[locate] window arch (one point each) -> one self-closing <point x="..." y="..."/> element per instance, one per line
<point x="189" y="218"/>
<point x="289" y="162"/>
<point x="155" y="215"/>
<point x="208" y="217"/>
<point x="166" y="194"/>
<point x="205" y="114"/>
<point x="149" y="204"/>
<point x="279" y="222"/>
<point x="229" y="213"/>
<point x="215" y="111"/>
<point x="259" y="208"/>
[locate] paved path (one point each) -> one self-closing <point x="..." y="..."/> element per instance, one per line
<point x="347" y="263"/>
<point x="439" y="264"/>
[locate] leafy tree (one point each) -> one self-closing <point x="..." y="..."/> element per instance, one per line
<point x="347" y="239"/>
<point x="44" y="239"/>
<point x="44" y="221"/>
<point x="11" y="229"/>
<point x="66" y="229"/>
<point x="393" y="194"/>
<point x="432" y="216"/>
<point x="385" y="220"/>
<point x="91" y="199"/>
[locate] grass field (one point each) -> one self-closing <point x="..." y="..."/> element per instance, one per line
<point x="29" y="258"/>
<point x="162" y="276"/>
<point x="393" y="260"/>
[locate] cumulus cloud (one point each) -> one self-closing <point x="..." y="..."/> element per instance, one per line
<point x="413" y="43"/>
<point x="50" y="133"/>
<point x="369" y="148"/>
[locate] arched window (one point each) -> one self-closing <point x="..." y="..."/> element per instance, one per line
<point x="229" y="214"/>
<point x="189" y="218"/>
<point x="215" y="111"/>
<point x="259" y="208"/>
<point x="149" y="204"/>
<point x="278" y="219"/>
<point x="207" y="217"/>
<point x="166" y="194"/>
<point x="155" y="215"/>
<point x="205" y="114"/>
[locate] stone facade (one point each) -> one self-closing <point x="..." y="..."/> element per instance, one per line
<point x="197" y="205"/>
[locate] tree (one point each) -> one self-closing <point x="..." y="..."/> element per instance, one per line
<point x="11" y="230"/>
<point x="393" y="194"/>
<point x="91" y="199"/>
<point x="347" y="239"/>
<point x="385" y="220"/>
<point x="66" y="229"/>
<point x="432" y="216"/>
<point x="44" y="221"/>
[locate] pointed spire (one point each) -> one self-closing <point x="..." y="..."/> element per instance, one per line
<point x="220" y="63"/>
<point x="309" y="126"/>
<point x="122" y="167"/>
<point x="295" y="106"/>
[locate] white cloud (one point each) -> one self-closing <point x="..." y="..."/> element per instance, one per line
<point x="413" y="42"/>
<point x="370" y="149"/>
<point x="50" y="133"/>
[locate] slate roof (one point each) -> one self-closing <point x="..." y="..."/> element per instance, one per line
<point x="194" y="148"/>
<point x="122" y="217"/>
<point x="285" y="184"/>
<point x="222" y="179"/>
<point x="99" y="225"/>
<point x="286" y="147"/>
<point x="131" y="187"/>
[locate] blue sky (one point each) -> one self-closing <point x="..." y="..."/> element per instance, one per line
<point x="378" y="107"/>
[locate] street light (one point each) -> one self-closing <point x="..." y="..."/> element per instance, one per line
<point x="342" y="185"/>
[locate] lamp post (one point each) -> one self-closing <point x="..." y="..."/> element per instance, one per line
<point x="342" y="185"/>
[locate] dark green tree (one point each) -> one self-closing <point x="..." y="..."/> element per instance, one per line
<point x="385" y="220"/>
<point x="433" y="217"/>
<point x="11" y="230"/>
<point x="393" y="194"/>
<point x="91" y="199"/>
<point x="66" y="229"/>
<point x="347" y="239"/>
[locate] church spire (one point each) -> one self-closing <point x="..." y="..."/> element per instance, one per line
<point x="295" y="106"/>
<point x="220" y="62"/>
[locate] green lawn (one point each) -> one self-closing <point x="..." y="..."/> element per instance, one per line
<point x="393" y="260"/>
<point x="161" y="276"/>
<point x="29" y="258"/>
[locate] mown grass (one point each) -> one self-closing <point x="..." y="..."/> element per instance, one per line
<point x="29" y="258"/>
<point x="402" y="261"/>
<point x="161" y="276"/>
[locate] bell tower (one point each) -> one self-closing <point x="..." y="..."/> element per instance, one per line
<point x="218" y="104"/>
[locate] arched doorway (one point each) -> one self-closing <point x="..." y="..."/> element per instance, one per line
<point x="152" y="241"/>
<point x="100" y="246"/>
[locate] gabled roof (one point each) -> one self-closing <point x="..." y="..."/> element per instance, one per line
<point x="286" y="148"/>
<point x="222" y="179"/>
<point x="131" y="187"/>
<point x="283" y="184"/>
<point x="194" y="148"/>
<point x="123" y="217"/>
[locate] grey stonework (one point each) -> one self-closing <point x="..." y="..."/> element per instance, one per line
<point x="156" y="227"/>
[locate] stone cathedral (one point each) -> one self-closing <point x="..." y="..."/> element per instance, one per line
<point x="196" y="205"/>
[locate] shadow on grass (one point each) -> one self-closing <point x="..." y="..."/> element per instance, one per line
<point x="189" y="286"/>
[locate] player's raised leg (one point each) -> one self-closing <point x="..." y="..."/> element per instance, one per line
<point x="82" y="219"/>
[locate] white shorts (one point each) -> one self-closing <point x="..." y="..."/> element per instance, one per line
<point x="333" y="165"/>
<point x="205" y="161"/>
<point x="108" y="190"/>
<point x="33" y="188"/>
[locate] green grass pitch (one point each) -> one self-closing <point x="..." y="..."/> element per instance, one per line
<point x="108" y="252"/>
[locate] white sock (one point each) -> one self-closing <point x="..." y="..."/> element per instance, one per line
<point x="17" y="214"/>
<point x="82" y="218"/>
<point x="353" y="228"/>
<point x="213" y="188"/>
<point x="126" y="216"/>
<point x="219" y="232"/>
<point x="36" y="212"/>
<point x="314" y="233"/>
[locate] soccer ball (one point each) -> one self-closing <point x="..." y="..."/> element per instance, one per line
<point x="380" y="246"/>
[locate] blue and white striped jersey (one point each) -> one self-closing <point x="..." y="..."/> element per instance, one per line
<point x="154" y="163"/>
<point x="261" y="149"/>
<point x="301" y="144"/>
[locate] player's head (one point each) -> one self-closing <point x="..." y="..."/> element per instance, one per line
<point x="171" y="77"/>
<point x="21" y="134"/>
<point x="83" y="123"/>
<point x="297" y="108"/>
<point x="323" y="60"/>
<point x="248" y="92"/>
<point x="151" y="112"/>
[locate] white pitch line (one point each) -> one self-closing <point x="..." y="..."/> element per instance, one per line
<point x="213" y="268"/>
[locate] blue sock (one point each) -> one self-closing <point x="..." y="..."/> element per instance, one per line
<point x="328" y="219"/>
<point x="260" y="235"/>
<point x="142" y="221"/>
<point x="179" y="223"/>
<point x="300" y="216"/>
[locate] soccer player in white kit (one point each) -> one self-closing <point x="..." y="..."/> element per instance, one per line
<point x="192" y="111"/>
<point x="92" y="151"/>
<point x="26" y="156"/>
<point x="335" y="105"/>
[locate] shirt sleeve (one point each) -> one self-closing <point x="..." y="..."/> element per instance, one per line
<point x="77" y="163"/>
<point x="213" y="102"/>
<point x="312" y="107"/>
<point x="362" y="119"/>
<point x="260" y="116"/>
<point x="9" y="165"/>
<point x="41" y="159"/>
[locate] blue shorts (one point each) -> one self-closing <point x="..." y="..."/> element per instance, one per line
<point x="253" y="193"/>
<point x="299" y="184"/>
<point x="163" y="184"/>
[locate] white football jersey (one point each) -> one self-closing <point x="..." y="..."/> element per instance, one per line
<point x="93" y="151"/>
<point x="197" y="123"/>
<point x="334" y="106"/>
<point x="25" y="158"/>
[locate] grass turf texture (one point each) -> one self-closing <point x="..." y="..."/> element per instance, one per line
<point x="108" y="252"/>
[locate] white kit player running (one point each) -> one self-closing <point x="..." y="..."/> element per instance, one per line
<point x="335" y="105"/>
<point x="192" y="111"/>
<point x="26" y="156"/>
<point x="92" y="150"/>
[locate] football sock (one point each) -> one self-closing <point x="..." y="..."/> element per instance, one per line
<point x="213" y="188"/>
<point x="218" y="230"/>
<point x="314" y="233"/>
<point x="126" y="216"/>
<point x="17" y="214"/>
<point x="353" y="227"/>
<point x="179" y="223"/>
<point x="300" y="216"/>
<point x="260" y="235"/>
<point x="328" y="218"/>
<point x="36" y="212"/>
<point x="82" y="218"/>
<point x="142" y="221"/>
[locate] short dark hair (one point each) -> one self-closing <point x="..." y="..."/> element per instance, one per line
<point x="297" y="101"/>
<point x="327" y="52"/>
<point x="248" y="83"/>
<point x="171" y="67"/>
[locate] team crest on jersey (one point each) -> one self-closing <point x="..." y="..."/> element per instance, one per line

Work to complete: Rewrite the records from the line containing "[locate] short dark" through the end, changing "jersey" to "shirt" and leaving everything else as it is.

Result of this exercise:
[locate] short dark hair (one point each) -> one self-closing <point x="..." y="..."/> element per instance, one per line
<point x="297" y="101"/>
<point x="327" y="52"/>
<point x="248" y="83"/>
<point x="171" y="67"/>
[locate] team crest on shirt (one point each) -> one self-closing <point x="..." y="..."/> element per instance, one per line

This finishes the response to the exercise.